> _Your tasks_:
1 - Reproduce word for word the part of the passage on plea bargaining in India that runs from "When was it" to "265A to 265L.".
2 - According to the passage on plea bargaining in India, which report of the Law Commission of India mooted the idea of "concessional treatment" for those who plead guilty on their own volition?
3 - List every heading in the passage on plea bargaining in India that is phrased as a question.

When was it introduced in India?

  • In India, the concept was not part of law until 2006. It was introduced in 2006 as part of a set of amendments to the CrPC as Chapter XXI-A, containing Sections 265A to 265L.
  • There has always been a provision in the Code of Criminal Procedure for an accused to plead ‘guilty’ instead of claiming the right to a full trial, but it is not the same as plea bargaining.
  • The Law Commission of India, in its 142nd Report, mooted the idea of “concessional treatment” of those who plead guilty on their own volition but was careful to underscore that it would not involve any plea bargaining or “haggling” with the prosecution.

How does it work?

  • Unlike in the U.S. and other countries, where the prosecutor plays a key role the Indian code makes plea bargaining a process that can be initiated only by the accused.
  • Further, the accused will have to apply to the court for invoking the benefit of bargaining.

In what circumstances is it allowed?

> _Excerpted records_:
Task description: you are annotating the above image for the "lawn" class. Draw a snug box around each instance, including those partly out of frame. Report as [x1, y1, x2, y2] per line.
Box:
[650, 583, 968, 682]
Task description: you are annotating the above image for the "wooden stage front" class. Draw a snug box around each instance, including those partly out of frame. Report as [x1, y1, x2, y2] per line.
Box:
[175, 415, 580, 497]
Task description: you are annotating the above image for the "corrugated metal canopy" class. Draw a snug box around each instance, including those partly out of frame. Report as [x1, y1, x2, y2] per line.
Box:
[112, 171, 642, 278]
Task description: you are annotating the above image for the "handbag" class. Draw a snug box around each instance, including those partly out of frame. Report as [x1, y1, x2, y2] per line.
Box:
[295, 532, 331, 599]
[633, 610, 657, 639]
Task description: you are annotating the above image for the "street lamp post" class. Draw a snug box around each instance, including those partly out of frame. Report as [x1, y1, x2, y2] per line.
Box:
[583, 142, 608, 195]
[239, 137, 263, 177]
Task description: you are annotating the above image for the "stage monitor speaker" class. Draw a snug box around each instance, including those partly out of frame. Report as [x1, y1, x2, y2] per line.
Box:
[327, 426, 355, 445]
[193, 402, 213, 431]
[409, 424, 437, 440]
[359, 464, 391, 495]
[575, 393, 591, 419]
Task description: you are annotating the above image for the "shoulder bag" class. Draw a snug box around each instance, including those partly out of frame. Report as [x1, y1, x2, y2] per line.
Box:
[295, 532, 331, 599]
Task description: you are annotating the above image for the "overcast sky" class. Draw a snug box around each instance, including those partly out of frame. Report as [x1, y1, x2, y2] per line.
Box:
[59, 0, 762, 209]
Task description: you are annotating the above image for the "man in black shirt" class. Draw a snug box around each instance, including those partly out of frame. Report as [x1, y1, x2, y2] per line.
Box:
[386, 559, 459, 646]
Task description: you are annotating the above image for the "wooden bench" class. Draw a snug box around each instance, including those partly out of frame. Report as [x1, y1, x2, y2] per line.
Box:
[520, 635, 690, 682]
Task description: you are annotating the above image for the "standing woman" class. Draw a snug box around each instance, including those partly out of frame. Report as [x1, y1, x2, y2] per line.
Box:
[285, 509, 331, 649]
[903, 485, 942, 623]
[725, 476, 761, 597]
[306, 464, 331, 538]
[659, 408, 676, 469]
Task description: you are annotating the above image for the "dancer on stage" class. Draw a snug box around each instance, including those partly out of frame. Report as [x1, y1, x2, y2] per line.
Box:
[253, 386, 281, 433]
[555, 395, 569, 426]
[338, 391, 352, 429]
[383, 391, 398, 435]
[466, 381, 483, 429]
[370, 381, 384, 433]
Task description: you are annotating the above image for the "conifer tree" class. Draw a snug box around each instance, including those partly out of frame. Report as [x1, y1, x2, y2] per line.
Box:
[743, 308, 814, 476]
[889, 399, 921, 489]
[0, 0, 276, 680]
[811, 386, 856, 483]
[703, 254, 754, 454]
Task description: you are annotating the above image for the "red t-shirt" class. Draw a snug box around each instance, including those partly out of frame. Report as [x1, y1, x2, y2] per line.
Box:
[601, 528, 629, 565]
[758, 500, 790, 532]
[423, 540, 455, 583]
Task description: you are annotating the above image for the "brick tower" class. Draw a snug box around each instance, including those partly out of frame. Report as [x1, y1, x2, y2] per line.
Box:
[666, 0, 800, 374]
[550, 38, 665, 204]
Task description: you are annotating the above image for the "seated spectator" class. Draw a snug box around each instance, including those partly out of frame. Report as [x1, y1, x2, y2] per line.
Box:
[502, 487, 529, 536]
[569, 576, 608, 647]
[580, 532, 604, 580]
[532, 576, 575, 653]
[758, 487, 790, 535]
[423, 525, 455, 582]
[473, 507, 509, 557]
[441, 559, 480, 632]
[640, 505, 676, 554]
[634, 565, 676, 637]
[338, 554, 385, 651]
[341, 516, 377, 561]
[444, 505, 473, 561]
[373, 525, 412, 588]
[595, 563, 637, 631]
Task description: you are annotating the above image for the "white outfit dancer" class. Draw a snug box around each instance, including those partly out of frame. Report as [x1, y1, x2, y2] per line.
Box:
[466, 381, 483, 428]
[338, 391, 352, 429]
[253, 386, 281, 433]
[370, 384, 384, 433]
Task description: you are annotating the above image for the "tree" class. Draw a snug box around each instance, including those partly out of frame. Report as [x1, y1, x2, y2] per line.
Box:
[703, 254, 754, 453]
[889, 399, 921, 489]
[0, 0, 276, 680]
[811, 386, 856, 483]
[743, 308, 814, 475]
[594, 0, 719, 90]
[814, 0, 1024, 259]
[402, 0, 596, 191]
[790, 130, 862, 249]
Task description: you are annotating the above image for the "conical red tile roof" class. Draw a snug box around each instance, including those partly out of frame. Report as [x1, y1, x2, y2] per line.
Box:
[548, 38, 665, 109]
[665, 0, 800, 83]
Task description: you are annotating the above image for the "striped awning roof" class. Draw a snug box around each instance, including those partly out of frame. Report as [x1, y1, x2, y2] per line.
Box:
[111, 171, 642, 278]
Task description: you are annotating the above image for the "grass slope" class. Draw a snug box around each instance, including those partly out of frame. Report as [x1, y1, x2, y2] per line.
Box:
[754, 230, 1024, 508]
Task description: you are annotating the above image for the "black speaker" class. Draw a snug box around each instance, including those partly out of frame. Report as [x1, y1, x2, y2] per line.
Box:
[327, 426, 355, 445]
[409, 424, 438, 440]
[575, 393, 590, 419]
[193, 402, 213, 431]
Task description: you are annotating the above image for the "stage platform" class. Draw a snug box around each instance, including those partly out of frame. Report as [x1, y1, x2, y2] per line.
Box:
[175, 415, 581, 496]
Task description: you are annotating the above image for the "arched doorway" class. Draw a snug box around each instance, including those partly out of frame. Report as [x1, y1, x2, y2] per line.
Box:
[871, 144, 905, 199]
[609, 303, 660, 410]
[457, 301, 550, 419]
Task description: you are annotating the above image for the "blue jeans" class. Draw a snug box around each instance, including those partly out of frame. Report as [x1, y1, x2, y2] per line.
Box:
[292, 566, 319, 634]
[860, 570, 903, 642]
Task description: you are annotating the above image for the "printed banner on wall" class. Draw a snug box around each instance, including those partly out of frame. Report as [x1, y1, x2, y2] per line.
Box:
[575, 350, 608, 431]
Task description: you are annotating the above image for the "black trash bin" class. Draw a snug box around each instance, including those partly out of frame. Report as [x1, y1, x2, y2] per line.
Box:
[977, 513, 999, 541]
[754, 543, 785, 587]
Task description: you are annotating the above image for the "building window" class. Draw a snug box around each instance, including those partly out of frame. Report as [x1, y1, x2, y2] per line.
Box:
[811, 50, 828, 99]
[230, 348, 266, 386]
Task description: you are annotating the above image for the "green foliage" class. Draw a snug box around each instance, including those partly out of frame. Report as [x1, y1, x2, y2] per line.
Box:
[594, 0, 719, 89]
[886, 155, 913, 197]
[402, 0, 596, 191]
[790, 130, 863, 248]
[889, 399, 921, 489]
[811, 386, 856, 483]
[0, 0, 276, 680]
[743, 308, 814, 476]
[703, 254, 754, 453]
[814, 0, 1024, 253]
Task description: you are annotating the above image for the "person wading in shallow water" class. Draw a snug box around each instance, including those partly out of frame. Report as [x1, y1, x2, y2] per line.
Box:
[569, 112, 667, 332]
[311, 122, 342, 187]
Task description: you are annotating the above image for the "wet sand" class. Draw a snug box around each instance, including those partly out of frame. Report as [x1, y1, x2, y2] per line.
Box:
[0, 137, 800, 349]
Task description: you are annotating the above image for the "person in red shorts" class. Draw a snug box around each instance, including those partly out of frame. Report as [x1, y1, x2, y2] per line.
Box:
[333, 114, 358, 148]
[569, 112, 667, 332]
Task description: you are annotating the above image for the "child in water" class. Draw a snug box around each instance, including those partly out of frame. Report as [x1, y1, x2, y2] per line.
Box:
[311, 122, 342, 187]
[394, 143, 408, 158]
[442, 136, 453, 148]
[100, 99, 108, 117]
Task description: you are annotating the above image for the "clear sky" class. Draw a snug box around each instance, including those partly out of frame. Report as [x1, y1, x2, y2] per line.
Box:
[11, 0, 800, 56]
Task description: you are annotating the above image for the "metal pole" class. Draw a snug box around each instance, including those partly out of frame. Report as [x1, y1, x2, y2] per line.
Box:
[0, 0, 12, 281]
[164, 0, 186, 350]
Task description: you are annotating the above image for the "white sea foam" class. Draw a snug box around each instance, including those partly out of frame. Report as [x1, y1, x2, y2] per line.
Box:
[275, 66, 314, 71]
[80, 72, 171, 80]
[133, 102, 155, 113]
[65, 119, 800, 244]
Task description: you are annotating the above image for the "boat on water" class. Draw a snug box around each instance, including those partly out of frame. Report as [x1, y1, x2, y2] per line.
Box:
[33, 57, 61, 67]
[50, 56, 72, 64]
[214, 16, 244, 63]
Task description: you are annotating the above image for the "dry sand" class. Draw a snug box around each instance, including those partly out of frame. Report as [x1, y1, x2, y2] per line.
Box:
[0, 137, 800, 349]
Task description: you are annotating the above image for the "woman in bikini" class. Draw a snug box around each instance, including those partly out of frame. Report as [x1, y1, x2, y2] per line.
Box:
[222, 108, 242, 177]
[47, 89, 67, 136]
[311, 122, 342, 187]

> _Results in order_:
1 -
When was it introduced in India?

  • In India, the concept was not part of law until 2006. It was introduced in 2006 as part of a set of amendments to the CrPC as Chapter XXI-A, containing Sections 265A to 265L.

2 - Its 142nd Report.

3 -
- When was it introduced in India?
- How does it work?
- In what circumstances is it allowed?